MATERIAL FOR THE TASK |
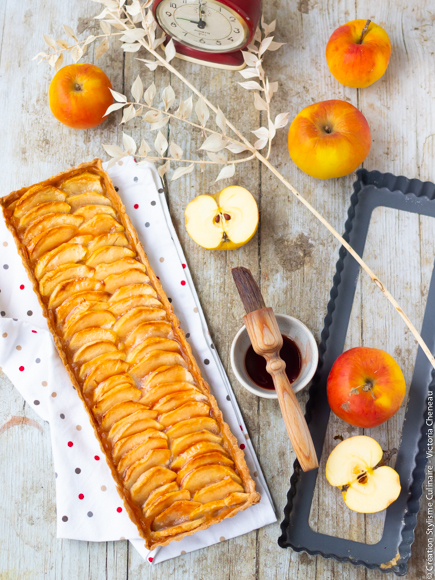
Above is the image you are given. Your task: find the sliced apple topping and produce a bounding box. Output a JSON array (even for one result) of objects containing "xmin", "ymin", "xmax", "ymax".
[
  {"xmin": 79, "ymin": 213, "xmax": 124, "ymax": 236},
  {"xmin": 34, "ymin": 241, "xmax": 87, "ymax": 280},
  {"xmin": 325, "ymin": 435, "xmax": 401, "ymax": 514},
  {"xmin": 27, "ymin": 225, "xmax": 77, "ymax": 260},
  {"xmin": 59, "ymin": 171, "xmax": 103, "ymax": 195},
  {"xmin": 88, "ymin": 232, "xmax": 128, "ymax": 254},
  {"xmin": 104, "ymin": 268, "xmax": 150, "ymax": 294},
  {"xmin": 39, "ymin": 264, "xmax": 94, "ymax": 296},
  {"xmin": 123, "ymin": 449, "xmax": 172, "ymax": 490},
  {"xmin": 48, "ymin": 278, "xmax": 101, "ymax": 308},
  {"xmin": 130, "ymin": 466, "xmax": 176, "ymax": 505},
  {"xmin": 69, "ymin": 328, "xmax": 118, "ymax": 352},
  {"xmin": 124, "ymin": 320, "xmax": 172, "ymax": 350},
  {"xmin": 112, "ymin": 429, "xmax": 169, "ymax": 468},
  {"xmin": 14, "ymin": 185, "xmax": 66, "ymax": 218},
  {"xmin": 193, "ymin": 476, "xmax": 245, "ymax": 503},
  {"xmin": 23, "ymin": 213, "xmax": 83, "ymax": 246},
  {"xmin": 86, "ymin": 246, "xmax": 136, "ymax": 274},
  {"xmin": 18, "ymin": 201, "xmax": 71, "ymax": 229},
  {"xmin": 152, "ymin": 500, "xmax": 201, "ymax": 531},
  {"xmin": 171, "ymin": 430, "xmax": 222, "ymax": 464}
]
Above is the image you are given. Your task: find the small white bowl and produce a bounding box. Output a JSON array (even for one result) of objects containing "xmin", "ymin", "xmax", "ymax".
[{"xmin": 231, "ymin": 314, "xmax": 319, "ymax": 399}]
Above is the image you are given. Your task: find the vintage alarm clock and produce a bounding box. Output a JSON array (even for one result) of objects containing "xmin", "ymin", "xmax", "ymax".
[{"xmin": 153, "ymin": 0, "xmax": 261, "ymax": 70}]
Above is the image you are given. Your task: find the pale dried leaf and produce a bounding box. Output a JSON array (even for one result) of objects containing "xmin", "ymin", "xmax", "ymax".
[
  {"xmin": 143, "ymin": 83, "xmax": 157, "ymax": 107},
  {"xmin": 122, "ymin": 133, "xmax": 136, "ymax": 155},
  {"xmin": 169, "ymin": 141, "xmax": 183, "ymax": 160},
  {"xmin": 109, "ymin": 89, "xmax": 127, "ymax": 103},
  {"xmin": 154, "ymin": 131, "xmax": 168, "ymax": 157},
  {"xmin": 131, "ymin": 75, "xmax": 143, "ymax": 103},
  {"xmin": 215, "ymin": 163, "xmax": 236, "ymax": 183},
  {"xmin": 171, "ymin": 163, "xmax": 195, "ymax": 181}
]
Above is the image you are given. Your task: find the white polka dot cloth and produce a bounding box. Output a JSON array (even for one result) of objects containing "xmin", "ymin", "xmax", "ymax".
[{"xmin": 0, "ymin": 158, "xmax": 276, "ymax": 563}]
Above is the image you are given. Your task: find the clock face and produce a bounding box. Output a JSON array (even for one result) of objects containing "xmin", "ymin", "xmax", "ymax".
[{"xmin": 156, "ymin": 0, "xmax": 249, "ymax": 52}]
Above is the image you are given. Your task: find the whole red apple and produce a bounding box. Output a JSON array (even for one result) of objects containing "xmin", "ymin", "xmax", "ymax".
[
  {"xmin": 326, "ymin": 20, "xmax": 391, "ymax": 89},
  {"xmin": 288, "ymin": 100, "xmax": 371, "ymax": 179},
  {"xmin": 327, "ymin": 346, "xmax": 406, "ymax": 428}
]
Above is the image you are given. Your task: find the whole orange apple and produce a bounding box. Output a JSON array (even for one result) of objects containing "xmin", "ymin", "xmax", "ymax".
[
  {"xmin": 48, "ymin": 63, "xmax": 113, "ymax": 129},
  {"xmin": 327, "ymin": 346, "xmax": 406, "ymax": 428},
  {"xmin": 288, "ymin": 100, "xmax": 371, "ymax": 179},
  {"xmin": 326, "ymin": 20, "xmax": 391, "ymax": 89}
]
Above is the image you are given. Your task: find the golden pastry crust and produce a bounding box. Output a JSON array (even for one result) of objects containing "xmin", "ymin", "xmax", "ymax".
...
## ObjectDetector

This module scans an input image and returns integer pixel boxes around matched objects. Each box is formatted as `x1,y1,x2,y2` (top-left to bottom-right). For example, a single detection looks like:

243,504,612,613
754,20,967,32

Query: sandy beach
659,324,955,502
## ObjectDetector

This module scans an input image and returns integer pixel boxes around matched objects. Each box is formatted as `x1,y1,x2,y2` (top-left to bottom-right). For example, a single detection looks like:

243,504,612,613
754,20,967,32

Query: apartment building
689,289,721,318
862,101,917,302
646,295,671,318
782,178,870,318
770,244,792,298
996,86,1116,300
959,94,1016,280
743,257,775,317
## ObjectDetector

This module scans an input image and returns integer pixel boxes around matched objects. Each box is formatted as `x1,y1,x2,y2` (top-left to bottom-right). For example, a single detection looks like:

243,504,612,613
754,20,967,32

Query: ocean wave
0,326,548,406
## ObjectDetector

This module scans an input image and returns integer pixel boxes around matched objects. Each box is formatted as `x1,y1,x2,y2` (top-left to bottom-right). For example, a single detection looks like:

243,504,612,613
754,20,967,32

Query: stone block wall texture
==
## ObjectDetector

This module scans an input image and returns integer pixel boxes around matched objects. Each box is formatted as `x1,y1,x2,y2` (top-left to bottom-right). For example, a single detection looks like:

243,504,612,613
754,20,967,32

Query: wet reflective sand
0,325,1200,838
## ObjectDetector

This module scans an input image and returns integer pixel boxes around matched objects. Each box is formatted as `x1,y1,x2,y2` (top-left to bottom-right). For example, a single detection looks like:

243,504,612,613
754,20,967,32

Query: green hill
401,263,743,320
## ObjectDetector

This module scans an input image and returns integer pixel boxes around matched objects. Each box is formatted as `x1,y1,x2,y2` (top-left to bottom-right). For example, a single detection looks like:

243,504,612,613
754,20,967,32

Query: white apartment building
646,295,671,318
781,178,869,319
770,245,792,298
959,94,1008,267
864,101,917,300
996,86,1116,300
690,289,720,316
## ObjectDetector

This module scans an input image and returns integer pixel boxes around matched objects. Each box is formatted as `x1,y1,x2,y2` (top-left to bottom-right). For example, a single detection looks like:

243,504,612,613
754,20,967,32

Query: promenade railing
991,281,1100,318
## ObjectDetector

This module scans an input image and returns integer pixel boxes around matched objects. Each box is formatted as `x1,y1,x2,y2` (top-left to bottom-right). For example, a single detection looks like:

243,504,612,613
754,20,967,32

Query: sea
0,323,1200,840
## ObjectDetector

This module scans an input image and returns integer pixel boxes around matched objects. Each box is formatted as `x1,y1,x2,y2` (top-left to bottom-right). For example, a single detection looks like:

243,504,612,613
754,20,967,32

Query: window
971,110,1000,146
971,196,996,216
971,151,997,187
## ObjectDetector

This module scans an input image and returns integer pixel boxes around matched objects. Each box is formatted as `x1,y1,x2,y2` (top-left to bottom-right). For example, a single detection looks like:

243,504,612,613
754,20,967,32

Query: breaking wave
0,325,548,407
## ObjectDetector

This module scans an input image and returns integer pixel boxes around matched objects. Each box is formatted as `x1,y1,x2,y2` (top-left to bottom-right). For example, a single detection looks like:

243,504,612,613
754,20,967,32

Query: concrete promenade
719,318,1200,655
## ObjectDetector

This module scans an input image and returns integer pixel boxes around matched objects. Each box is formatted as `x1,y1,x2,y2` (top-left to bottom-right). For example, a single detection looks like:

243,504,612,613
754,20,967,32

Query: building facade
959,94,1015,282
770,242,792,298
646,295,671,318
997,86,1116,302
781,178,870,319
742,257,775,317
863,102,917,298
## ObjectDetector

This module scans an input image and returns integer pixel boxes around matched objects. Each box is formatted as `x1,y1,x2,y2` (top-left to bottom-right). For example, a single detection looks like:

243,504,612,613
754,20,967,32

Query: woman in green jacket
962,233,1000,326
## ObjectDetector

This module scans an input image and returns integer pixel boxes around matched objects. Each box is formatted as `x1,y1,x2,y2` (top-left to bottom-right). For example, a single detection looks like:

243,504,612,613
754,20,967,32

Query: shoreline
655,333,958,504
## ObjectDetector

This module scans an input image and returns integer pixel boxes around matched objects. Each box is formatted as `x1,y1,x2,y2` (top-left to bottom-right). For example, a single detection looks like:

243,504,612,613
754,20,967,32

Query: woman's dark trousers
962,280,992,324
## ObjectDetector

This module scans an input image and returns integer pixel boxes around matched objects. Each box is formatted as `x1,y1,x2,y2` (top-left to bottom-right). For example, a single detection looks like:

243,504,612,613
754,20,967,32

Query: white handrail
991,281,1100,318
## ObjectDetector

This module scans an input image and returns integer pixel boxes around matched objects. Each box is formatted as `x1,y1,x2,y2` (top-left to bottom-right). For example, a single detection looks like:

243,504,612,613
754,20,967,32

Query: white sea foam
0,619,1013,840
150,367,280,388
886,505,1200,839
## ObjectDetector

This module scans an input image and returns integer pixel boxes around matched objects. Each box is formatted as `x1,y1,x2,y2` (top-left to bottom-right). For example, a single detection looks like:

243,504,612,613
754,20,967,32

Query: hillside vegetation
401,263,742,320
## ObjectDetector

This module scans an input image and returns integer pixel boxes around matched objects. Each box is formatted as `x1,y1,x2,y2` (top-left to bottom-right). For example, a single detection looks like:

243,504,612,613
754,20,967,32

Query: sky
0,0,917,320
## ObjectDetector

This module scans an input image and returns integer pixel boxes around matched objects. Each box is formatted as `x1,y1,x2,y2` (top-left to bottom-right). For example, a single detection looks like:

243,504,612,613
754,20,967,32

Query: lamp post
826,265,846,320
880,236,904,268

EXERCISE TASK | Pick out every line in the material above that contains the word "promenade", and copy each one as it appears.

FULL OUTPUT |
Query: promenade railing
Query: concrete promenade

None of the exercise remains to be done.